(Items from a data source)
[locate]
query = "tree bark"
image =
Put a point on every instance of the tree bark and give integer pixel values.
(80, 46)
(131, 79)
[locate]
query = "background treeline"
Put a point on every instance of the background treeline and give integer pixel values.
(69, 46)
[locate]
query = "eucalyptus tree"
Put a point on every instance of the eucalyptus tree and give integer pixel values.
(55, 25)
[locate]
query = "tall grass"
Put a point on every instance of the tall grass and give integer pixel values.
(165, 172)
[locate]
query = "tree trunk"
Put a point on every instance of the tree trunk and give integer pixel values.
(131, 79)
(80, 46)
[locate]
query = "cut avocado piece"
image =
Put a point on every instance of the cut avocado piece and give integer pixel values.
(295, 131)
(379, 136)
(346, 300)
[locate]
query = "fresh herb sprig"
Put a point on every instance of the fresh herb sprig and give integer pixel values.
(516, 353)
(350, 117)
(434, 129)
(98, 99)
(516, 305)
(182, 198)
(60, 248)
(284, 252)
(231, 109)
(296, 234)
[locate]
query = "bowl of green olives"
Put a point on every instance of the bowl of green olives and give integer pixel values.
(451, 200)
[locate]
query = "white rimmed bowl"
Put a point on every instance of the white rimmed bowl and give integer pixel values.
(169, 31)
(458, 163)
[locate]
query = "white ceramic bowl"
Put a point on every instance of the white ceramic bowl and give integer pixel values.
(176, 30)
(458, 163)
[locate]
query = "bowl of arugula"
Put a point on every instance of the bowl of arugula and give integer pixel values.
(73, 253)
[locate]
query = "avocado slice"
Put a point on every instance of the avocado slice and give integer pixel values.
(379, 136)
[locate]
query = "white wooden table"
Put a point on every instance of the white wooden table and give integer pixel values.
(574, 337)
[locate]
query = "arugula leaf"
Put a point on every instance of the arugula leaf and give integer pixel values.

## [Action item]
Print exactly the stretch of lines beginning with the one that holds "Put a point on every instance of the bowl of arugula" and ending at the last line above.

## [Exercise response]
Put a point on every instance of the bowl of arugula and give integer pixel values.
(73, 253)
[locate]
query = "avocado slice"
Put a point on every instance of the avocado slice and give integer pixel values.
(379, 136)
[locate]
query = "white wooden table"
Put a point on every instance of the white wooden table and give integer pixel values.
(574, 337)
[locate]
query = "arugula leaf"
Put a point on every instance of the arugula leaf and give integer pixel values.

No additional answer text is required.